- _Given passage_
Points for the mountains classification
| Position | 1 | 2 | 3 | 4 | 5 | 6 | 7 | 8 |
| Points for Hors-category | 20 | 15 | 10 | 8 | 6 | 4 | 3 | 2 |
| Points for Category 1 | 12 | 8 | 6 | 4 | 2 | 0 |  |  |
| Points for Category 2 | 6 | 4 | 2 | 0 |  |  |  |  |
| Points for Category 3 | 3 | 2 | 1 |

Additionally, there was a points classification, for which the leader was awarded a blue jersey. In the points classification, cyclists received points for finishing in the top 15 of each stage. For winning a stage, a rider earned 25 points, with 20 for second, 16 for third, 14 for fourth, 12 for fifth, 10 for sixth, and a point fewer per place down to 1 point for 15th place. Points towards the classification could also be won on a 5–3–1 scale for the first three riders, respectively, at intermediate sprint points during each stage; these intermediate sprints also offered bonus seconds towards the general classification as noted above.

There was also a mountains classification, the leadership of which was marked by a green jersey. In the mountains classification, points towards the classification were won by reaching the summit of a climb before other cyclists. Each climb was marked as either hors, first, second, or third-category, with more points available for the higher-categorized climbs.

The fourth and final jersey represented the young rider classification, and its leadership was marked by a white jersey. This was decided in the same way as the general classification, but only riders born after 1 January 2001 (i.e., under 23 years of age at the beginning of the year) were eligible to be ranked in the classification. There was also a team classification, in which the times of the best three cyclists per team on each stage were added together; the leading team at the end of the race was the team with the lowest total time.

- _Information supplied_
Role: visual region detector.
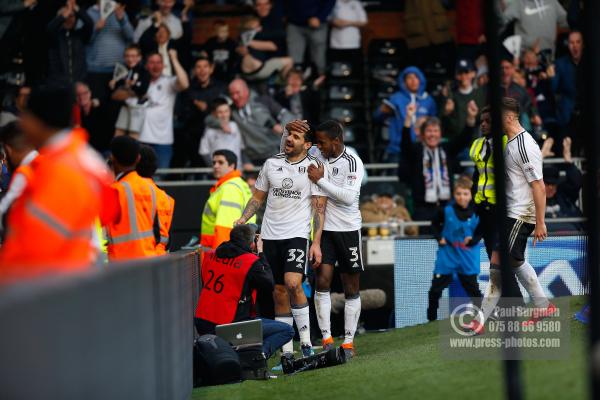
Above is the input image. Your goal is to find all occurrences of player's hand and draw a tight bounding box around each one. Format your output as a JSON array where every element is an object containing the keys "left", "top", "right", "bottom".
[
  {"left": 285, "top": 119, "right": 310, "bottom": 134},
  {"left": 406, "top": 103, "right": 417, "bottom": 118},
  {"left": 308, "top": 17, "right": 321, "bottom": 29},
  {"left": 307, "top": 163, "right": 325, "bottom": 183},
  {"left": 533, "top": 223, "right": 548, "bottom": 247},
  {"left": 308, "top": 243, "right": 323, "bottom": 269},
  {"left": 96, "top": 18, "right": 106, "bottom": 31},
  {"left": 115, "top": 3, "right": 125, "bottom": 21},
  {"left": 444, "top": 99, "right": 454, "bottom": 115},
  {"left": 254, "top": 235, "right": 263, "bottom": 253},
  {"left": 542, "top": 138, "right": 554, "bottom": 158},
  {"left": 233, "top": 217, "right": 246, "bottom": 226},
  {"left": 563, "top": 136, "right": 573, "bottom": 163}
]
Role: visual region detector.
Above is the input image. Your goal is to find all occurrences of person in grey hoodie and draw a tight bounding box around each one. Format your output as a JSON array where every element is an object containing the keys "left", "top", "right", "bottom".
[
  {"left": 205, "top": 79, "right": 294, "bottom": 166},
  {"left": 500, "top": 0, "right": 569, "bottom": 55}
]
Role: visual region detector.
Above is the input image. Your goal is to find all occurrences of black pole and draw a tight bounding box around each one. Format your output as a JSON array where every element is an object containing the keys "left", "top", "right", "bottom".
[
  {"left": 480, "top": 0, "right": 522, "bottom": 400},
  {"left": 577, "top": 0, "right": 600, "bottom": 399}
]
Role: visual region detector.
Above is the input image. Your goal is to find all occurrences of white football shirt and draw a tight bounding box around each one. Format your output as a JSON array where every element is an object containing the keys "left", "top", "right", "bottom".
[
  {"left": 311, "top": 147, "right": 365, "bottom": 232},
  {"left": 255, "top": 153, "right": 323, "bottom": 240},
  {"left": 504, "top": 131, "right": 543, "bottom": 224},
  {"left": 140, "top": 76, "right": 177, "bottom": 144}
]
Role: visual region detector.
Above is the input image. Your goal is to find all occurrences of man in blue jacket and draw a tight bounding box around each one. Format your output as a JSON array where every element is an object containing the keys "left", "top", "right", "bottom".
[
  {"left": 374, "top": 67, "right": 437, "bottom": 162},
  {"left": 548, "top": 31, "right": 583, "bottom": 139}
]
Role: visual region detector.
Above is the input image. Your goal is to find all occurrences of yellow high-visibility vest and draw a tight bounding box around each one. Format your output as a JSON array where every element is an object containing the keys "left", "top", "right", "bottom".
[
  {"left": 469, "top": 135, "right": 508, "bottom": 204},
  {"left": 200, "top": 171, "right": 256, "bottom": 249}
]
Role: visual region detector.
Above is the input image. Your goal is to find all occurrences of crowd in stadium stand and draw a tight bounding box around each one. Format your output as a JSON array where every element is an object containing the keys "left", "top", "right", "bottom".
[{"left": 0, "top": 0, "right": 584, "bottom": 233}]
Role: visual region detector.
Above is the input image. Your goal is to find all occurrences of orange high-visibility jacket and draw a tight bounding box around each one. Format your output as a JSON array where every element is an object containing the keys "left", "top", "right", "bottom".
[
  {"left": 0, "top": 129, "right": 118, "bottom": 282},
  {"left": 147, "top": 178, "right": 175, "bottom": 255},
  {"left": 107, "top": 171, "right": 158, "bottom": 261}
]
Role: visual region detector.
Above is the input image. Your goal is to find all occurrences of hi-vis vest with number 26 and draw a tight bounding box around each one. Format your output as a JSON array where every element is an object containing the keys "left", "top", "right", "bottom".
[
  {"left": 469, "top": 136, "right": 508, "bottom": 204},
  {"left": 196, "top": 250, "right": 258, "bottom": 325}
]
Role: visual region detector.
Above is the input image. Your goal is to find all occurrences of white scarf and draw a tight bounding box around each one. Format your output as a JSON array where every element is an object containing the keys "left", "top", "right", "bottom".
[{"left": 423, "top": 146, "right": 451, "bottom": 203}]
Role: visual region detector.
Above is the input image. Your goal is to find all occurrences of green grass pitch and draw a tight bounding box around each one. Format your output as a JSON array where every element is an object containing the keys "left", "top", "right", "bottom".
[{"left": 192, "top": 297, "right": 588, "bottom": 400}]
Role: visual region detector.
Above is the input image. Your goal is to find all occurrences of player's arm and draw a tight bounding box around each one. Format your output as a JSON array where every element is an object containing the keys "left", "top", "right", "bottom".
[
  {"left": 308, "top": 164, "right": 362, "bottom": 206},
  {"left": 530, "top": 179, "right": 548, "bottom": 246},
  {"left": 308, "top": 196, "right": 327, "bottom": 268},
  {"left": 234, "top": 189, "right": 267, "bottom": 225},
  {"left": 516, "top": 143, "right": 548, "bottom": 246}
]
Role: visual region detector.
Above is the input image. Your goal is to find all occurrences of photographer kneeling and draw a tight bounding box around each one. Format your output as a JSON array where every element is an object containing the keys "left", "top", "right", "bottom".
[{"left": 194, "top": 225, "right": 294, "bottom": 358}]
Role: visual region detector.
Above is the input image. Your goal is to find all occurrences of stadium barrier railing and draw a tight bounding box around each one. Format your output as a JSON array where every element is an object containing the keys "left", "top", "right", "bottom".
[
  {"left": 156, "top": 157, "right": 585, "bottom": 187},
  {"left": 0, "top": 252, "right": 200, "bottom": 400}
]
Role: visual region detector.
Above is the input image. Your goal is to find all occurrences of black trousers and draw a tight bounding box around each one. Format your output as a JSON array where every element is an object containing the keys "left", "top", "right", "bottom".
[
  {"left": 427, "top": 274, "right": 483, "bottom": 321},
  {"left": 475, "top": 203, "right": 522, "bottom": 297}
]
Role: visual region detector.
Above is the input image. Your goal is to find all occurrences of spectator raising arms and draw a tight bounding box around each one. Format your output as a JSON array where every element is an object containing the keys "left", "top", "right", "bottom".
[
  {"left": 399, "top": 101, "right": 479, "bottom": 225},
  {"left": 75, "top": 82, "right": 113, "bottom": 154},
  {"left": 204, "top": 20, "right": 238, "bottom": 82},
  {"left": 548, "top": 31, "right": 583, "bottom": 139},
  {"left": 109, "top": 44, "right": 150, "bottom": 139},
  {"left": 47, "top": 0, "right": 94, "bottom": 83},
  {"left": 86, "top": 0, "right": 133, "bottom": 101},
  {"left": 254, "top": 0, "right": 287, "bottom": 57},
  {"left": 500, "top": 0, "right": 568, "bottom": 54},
  {"left": 171, "top": 53, "right": 227, "bottom": 168},
  {"left": 140, "top": 24, "right": 175, "bottom": 76},
  {"left": 275, "top": 69, "right": 320, "bottom": 121},
  {"left": 441, "top": 59, "right": 487, "bottom": 138},
  {"left": 375, "top": 67, "right": 437, "bottom": 162},
  {"left": 198, "top": 97, "right": 244, "bottom": 169},
  {"left": 329, "top": 0, "right": 367, "bottom": 62},
  {"left": 237, "top": 16, "right": 294, "bottom": 80},
  {"left": 500, "top": 59, "right": 542, "bottom": 131},
  {"left": 206, "top": 79, "right": 293, "bottom": 165},
  {"left": 140, "top": 49, "right": 189, "bottom": 168}
]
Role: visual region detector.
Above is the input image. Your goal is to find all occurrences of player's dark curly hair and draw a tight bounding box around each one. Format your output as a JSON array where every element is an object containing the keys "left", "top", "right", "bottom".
[{"left": 315, "top": 119, "right": 344, "bottom": 141}]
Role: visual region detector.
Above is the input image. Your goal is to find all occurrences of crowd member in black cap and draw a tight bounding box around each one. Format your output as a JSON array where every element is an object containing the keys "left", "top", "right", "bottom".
[
  {"left": 440, "top": 59, "right": 487, "bottom": 138},
  {"left": 543, "top": 137, "right": 583, "bottom": 232}
]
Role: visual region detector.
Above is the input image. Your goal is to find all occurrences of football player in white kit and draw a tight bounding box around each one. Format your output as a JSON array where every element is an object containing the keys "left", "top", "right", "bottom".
[
  {"left": 236, "top": 123, "right": 327, "bottom": 357},
  {"left": 465, "top": 97, "right": 556, "bottom": 334},
  {"left": 308, "top": 121, "right": 365, "bottom": 358}
]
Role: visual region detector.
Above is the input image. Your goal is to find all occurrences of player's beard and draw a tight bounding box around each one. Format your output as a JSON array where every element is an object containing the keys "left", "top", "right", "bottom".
[{"left": 283, "top": 143, "right": 304, "bottom": 157}]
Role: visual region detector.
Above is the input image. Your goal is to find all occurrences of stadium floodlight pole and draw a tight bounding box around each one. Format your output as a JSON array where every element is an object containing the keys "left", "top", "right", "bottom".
[
  {"left": 575, "top": 0, "right": 600, "bottom": 399},
  {"left": 483, "top": 0, "right": 523, "bottom": 400}
]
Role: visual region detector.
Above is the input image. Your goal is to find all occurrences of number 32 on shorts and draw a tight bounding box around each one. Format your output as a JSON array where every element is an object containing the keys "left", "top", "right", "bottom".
[
  {"left": 286, "top": 249, "right": 305, "bottom": 263},
  {"left": 348, "top": 247, "right": 359, "bottom": 262}
]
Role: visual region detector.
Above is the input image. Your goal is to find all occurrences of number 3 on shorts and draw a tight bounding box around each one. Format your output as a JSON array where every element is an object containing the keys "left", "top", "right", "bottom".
[
  {"left": 286, "top": 249, "right": 304, "bottom": 263},
  {"left": 348, "top": 247, "right": 358, "bottom": 262}
]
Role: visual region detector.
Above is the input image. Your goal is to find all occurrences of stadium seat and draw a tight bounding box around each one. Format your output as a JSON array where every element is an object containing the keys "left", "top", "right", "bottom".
[
  {"left": 369, "top": 39, "right": 407, "bottom": 60},
  {"left": 328, "top": 85, "right": 356, "bottom": 101},
  {"left": 330, "top": 62, "right": 352, "bottom": 78}
]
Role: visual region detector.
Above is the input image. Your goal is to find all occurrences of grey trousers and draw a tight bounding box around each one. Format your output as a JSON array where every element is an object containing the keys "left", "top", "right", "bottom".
[{"left": 287, "top": 24, "right": 327, "bottom": 74}]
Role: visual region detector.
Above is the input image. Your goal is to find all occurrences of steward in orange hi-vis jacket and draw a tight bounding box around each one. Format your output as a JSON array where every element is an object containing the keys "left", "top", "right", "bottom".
[{"left": 0, "top": 86, "right": 119, "bottom": 282}]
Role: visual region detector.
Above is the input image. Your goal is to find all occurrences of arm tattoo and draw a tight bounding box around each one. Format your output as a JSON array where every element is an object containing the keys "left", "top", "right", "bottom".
[
  {"left": 313, "top": 197, "right": 327, "bottom": 232},
  {"left": 242, "top": 199, "right": 261, "bottom": 221}
]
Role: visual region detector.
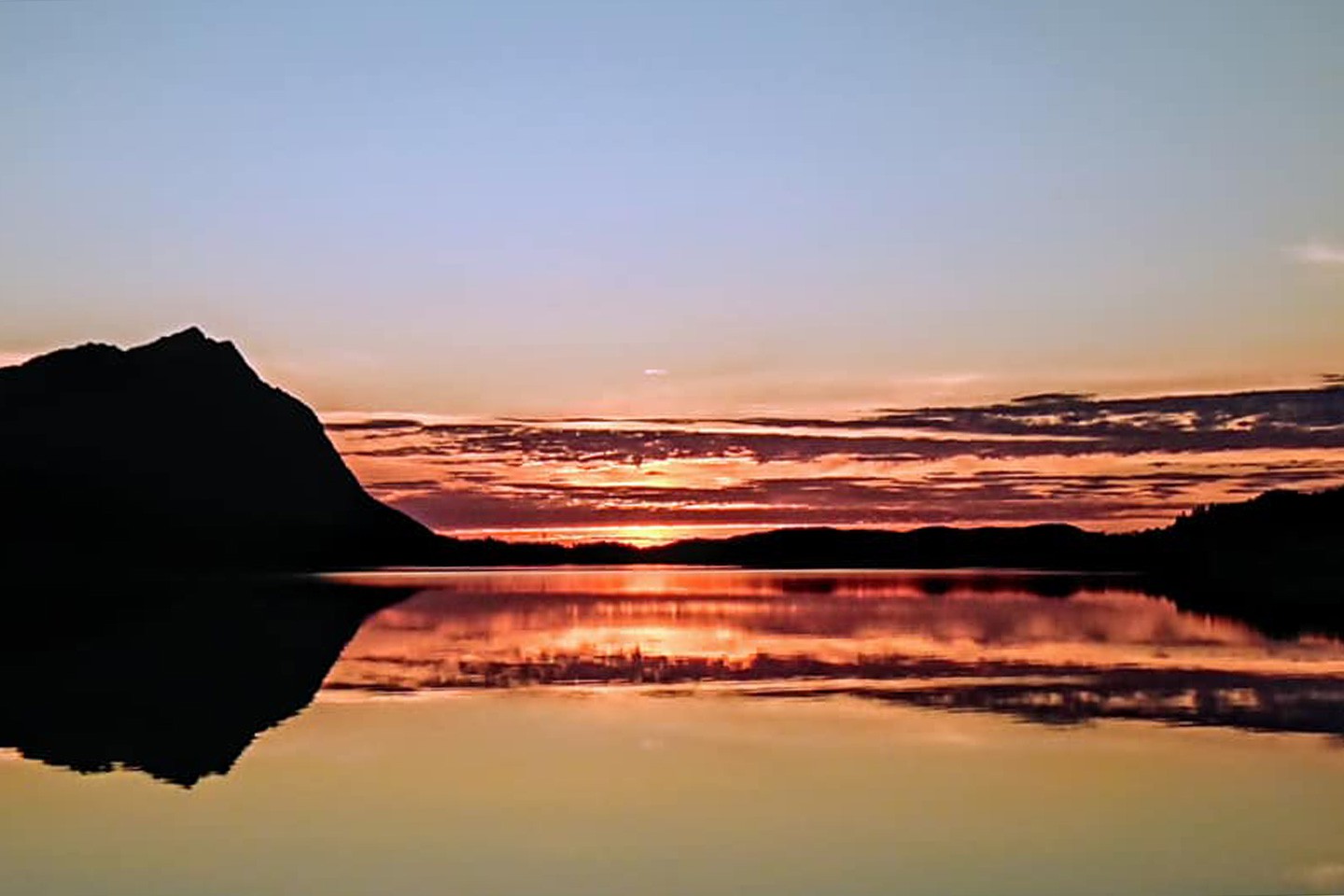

- _What the exercise asks_
Write out the passage on the race classifications word for word from "Additionally, there was" to "as noted above.". The records stand apart from the passage on the race classifications.

- _Output of the exercise_
Additionally, there was a points classification, for which the leader was awarded a blue jersey. In the points classification, cyclists received points for finishing in the top 15 of each stage. For winning a stage, a rider earned 25 points, with 20 for second, 16 for third, 14 for fourth, 12 for fifth, 10 for sixth, and a point fewer per place down to 1 point for 15th place. Points towards the classification could also be won on a 5–3–1 scale for the first three riders, respectively, at intermediate sprint points during each stage; these intermediate sprints also offered bonus seconds towards the general classification as noted above.